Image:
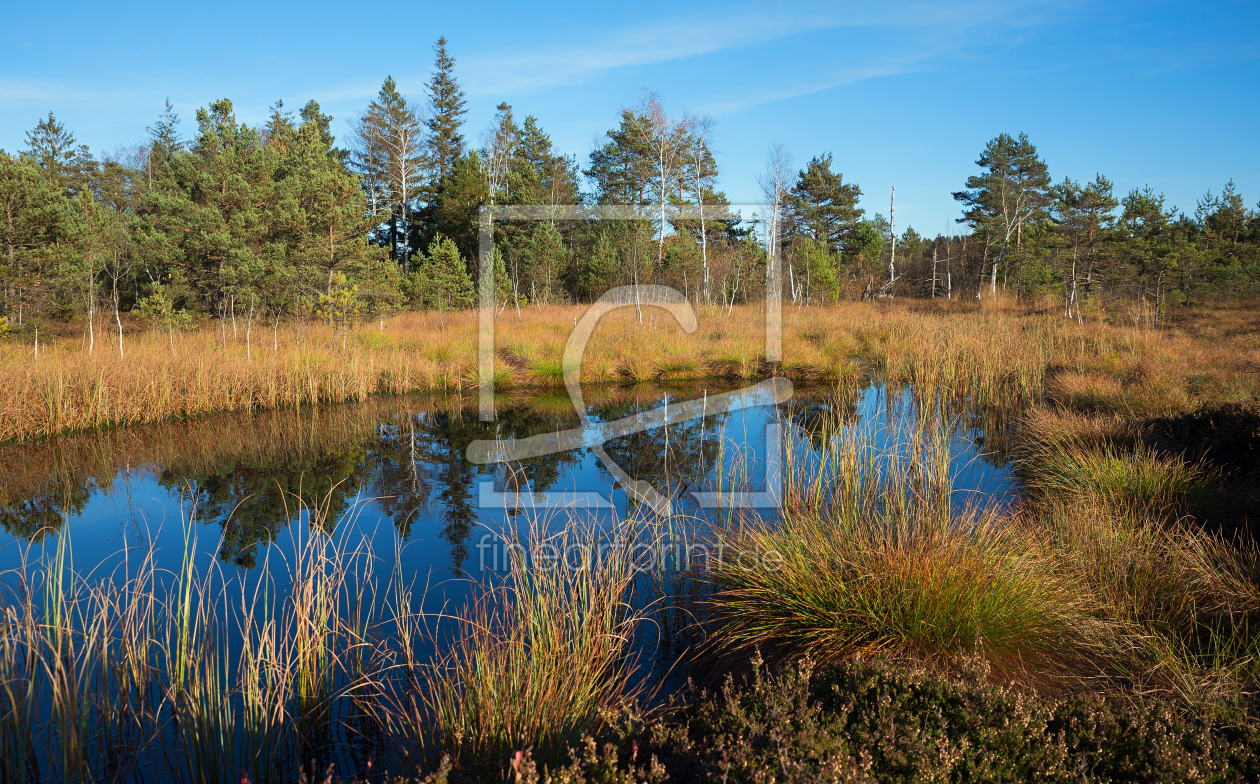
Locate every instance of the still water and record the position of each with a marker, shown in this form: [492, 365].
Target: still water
[397, 473]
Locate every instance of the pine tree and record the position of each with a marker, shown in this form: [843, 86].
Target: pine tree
[33, 216]
[1011, 193]
[822, 206]
[446, 281]
[164, 143]
[446, 109]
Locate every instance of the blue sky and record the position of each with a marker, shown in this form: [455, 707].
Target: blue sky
[901, 93]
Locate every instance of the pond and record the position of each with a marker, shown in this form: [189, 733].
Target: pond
[398, 470]
[421, 498]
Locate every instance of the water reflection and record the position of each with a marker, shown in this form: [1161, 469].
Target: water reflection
[407, 455]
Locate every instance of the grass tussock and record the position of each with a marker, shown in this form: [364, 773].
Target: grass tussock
[538, 661]
[198, 676]
[1001, 353]
[1090, 586]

→ **Task prompt**
Copy the material exactly. Do not include the pictures.

→ **Result of the exercise**
Image:
Locate every instance of the still water and record the position of each with a marker, shown in this form: [492, 365].
Target: still water
[397, 473]
Locate every instance of the pine tree and record the position of each with a marker, shown in this form: [843, 86].
Target: pine tree
[33, 216]
[1011, 193]
[822, 206]
[446, 281]
[164, 143]
[446, 109]
Locate every instance of the blue sky and record the position of each with a marker, shown in this form: [455, 707].
Target: blue sky
[901, 93]
Locate every instance of the pond and record the position of each with a marker, shown in this form: [189, 733].
Target: pond
[398, 470]
[421, 498]
Locate every instance of the water reflection and record the position of each with a marker, shown in this form: [1161, 469].
Target: water reflection
[407, 455]
Locate every instance of the grass tussock and record the position of each with a marker, shown in this form: [364, 773].
Target: grass tussock
[538, 661]
[198, 676]
[1001, 353]
[1090, 586]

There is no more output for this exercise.